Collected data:
━━━━

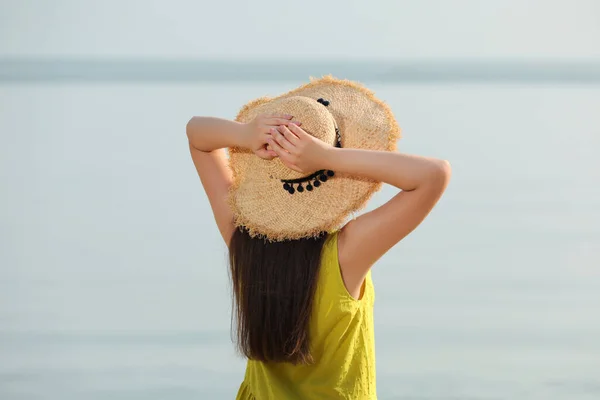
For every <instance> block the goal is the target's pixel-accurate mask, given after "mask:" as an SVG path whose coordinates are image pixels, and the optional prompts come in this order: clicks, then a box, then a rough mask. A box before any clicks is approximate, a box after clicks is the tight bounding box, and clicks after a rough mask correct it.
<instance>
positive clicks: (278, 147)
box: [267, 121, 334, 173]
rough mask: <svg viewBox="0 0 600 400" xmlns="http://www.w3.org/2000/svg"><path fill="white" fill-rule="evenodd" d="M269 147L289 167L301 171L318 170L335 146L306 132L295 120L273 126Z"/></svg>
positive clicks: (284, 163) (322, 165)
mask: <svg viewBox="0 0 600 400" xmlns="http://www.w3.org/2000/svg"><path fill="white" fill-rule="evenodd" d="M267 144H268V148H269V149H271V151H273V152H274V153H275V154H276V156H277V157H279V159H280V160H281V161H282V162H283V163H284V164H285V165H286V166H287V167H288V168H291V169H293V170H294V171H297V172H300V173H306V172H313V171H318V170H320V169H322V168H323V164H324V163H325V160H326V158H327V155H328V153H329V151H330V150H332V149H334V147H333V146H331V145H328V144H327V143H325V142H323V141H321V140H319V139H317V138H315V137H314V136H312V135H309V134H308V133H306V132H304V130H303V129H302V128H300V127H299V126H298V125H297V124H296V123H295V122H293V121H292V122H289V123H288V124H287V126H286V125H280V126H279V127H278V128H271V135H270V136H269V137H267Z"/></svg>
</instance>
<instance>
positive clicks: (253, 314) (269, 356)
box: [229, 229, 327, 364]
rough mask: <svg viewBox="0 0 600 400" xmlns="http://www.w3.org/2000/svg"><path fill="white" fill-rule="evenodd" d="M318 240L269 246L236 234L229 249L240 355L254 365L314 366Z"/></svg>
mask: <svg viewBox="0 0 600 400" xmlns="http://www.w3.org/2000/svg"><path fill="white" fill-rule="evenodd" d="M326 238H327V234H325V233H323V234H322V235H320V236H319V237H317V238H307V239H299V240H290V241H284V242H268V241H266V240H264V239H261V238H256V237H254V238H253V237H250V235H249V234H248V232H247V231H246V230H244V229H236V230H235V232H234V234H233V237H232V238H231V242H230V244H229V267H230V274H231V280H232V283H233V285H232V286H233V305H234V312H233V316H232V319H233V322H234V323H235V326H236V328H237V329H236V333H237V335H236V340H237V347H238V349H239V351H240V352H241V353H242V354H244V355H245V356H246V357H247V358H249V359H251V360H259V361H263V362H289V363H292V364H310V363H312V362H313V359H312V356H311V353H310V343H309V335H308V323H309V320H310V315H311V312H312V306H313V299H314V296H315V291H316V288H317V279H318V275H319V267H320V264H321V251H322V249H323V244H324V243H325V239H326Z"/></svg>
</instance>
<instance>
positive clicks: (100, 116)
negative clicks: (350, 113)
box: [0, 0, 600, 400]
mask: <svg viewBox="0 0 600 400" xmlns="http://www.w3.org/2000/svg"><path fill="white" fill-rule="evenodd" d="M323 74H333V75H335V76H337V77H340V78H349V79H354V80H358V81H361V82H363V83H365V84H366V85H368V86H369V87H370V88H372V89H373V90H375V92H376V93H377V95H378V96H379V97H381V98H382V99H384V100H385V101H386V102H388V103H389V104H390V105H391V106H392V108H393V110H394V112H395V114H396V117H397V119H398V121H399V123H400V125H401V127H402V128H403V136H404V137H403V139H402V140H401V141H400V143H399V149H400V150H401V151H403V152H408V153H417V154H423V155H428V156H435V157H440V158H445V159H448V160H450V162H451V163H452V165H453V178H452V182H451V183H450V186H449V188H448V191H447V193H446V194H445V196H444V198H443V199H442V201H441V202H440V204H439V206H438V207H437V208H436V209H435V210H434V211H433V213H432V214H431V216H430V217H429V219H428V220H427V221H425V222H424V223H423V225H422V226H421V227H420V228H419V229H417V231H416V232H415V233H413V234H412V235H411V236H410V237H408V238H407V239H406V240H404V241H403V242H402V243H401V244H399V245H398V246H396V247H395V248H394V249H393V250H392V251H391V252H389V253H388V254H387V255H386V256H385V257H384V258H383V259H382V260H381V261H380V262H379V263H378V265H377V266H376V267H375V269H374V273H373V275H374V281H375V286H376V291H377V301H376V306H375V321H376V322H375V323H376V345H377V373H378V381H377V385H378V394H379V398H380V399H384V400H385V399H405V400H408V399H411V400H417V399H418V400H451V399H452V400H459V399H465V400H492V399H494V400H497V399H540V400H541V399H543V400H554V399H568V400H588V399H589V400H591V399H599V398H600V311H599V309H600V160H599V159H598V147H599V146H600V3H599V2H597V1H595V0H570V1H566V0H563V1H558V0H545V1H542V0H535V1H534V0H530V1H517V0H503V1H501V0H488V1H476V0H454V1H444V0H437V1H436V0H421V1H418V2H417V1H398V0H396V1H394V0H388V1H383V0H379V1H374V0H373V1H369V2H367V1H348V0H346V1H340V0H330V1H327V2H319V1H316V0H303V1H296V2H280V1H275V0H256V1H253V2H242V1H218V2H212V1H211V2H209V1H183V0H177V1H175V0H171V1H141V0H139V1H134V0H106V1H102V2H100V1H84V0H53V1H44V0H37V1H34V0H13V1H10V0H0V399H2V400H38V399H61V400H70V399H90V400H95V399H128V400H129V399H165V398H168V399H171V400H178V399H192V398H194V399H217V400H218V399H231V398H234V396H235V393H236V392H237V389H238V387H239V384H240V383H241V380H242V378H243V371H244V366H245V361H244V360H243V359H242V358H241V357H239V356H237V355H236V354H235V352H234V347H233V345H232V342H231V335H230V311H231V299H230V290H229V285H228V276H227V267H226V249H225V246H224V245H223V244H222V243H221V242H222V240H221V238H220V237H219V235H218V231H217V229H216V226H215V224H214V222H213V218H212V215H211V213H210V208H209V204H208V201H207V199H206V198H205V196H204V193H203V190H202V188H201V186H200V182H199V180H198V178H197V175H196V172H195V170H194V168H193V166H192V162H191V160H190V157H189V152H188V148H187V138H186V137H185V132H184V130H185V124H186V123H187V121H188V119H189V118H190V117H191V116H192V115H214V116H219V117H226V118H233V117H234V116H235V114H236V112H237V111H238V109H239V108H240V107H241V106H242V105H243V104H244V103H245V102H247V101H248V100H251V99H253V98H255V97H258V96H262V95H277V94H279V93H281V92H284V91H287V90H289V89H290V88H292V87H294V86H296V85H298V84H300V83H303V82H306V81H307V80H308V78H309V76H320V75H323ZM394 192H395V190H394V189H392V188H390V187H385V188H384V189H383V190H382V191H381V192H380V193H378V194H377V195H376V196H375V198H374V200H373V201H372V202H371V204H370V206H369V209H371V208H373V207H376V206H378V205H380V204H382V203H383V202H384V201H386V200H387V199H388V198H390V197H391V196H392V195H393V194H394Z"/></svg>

━━━━

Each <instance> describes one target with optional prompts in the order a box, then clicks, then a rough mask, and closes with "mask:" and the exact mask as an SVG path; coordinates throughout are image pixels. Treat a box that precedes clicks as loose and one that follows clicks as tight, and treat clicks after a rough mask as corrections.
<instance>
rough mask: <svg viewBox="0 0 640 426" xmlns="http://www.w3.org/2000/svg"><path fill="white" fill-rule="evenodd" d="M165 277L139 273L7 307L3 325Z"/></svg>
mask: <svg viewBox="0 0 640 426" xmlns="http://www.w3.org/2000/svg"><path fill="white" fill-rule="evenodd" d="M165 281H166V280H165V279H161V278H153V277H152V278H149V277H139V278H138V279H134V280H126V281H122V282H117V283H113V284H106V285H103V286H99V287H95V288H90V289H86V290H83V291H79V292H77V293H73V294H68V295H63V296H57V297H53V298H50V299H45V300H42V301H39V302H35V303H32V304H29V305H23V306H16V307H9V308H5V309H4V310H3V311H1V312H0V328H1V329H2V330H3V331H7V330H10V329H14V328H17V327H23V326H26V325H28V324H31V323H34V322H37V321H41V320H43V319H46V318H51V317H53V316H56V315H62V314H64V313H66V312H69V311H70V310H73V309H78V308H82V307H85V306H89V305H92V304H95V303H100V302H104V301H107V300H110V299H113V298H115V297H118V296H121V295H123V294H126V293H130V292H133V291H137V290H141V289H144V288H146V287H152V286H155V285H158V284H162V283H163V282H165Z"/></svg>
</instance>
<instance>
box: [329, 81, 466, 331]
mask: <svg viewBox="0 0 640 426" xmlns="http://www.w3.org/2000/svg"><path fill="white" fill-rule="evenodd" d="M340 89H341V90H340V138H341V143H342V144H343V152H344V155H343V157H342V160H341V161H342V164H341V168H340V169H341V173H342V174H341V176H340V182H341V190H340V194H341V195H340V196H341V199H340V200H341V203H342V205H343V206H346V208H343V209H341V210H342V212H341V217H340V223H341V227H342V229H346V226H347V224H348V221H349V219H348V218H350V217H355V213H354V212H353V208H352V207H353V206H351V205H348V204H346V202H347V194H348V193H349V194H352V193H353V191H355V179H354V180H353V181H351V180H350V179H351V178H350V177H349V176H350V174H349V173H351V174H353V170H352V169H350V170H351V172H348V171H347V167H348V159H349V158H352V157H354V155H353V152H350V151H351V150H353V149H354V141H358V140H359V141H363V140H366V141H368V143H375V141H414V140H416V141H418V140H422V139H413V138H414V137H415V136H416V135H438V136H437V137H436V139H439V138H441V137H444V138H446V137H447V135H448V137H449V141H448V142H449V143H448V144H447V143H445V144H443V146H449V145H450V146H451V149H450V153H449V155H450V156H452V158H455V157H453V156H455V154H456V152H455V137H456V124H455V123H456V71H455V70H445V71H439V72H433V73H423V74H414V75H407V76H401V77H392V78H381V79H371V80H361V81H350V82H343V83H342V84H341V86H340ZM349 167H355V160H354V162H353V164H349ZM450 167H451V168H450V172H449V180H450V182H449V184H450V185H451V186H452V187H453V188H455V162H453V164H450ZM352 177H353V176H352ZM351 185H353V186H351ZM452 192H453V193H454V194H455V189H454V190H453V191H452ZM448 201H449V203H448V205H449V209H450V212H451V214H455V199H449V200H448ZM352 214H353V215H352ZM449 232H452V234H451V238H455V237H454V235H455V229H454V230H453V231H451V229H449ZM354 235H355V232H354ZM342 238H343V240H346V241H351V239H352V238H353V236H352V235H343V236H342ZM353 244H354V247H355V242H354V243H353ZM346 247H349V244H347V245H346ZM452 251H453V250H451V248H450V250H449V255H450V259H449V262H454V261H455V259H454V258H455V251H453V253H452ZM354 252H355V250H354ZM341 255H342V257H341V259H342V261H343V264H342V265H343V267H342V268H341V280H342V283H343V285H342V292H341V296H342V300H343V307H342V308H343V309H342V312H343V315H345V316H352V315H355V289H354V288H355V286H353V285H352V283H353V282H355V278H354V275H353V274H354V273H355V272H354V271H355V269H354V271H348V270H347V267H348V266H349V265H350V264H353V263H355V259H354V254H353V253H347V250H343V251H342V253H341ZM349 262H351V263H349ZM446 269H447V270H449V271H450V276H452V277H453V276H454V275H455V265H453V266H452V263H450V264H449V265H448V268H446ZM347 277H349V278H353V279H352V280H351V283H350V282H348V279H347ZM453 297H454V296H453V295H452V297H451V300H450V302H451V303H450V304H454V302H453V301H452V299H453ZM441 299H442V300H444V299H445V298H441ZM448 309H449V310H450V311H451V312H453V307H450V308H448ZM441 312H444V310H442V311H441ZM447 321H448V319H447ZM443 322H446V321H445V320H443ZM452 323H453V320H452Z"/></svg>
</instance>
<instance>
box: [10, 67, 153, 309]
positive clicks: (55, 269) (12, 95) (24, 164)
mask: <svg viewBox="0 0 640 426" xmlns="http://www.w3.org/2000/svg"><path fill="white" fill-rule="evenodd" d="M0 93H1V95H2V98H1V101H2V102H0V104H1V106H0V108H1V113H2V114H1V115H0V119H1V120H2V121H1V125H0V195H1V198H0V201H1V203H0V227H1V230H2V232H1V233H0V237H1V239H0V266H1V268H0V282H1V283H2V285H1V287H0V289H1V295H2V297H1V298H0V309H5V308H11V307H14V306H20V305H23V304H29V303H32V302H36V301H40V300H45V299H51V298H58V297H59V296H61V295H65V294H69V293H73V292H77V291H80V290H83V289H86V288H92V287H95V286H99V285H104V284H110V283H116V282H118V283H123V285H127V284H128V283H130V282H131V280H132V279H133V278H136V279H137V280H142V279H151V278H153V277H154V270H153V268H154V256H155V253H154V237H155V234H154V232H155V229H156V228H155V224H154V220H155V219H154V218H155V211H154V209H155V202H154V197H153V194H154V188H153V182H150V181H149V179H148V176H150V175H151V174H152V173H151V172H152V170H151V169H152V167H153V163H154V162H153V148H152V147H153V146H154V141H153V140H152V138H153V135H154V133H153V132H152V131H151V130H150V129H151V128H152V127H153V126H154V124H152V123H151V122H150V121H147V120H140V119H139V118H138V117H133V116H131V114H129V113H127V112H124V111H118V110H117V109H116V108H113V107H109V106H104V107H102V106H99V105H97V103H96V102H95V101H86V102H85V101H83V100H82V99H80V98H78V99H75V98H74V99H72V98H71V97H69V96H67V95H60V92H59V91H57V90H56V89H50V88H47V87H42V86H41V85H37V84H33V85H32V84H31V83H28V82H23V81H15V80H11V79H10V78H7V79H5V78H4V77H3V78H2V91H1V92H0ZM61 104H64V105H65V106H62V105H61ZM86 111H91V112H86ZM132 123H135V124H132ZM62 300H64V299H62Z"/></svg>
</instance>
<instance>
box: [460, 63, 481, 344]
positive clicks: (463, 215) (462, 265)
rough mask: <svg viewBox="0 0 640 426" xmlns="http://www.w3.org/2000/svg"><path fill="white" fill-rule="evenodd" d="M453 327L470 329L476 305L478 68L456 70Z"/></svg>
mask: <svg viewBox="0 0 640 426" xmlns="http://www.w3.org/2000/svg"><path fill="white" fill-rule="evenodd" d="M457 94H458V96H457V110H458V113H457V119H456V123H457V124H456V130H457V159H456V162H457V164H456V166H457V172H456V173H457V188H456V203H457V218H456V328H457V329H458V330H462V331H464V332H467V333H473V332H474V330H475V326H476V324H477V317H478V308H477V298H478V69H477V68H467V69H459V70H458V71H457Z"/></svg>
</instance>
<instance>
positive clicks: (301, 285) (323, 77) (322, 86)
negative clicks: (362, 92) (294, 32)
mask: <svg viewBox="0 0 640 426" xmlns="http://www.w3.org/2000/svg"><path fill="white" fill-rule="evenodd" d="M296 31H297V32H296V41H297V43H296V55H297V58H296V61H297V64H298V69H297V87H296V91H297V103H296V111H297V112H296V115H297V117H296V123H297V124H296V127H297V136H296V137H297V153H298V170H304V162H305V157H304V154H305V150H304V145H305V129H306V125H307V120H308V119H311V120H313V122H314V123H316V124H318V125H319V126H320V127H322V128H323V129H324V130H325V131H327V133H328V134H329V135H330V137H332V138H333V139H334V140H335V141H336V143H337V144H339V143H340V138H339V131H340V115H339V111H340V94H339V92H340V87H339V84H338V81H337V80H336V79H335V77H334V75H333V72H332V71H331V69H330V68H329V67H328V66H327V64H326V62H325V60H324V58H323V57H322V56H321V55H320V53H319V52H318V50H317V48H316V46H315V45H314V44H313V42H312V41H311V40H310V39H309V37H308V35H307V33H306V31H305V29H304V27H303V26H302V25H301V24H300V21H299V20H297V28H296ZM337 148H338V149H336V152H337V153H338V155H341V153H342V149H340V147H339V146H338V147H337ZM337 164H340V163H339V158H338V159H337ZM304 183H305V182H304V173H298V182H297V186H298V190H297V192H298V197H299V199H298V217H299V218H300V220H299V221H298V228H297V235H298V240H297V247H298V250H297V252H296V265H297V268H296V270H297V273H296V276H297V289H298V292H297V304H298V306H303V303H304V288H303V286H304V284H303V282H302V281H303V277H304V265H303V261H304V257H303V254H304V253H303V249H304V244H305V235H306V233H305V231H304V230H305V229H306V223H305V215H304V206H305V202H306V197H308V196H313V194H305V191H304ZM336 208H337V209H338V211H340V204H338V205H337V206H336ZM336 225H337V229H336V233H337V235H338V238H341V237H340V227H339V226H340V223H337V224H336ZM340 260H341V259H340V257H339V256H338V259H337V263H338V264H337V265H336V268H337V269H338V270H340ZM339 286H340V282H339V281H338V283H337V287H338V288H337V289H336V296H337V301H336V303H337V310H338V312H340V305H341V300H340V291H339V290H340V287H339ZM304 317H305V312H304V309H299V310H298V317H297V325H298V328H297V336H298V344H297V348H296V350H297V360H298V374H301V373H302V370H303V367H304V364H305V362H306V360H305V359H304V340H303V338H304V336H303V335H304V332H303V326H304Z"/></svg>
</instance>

━━━━

WHAT YOU HAVE TO DO: The lines to extract from the data above begin with the line containing "positive clicks: (463, 215) (462, 265)" and end with the line containing "positive clicks: (301, 285)". Extract them exactly, including both.

COMPLETED TASK:
positive clicks: (463, 215) (462, 265)
rough mask: <svg viewBox="0 0 640 426" xmlns="http://www.w3.org/2000/svg"><path fill="white" fill-rule="evenodd" d="M453 327L470 329L476 305L478 68L456 70Z"/></svg>
mask: <svg viewBox="0 0 640 426" xmlns="http://www.w3.org/2000/svg"><path fill="white" fill-rule="evenodd" d="M457 94H458V96H457V110H458V113H457V119H456V123H457V124H456V130H457V159H456V162H457V164H456V166H457V172H456V173H457V188H456V203H457V218H456V328H457V329H458V330H462V331H464V332H467V333H473V332H474V330H475V326H476V324H477V317H478V308H477V298H478V69H477V68H467V69H459V70H458V71H457Z"/></svg>
</instance>
<instance>
positive clicks: (301, 285) (323, 77) (322, 86)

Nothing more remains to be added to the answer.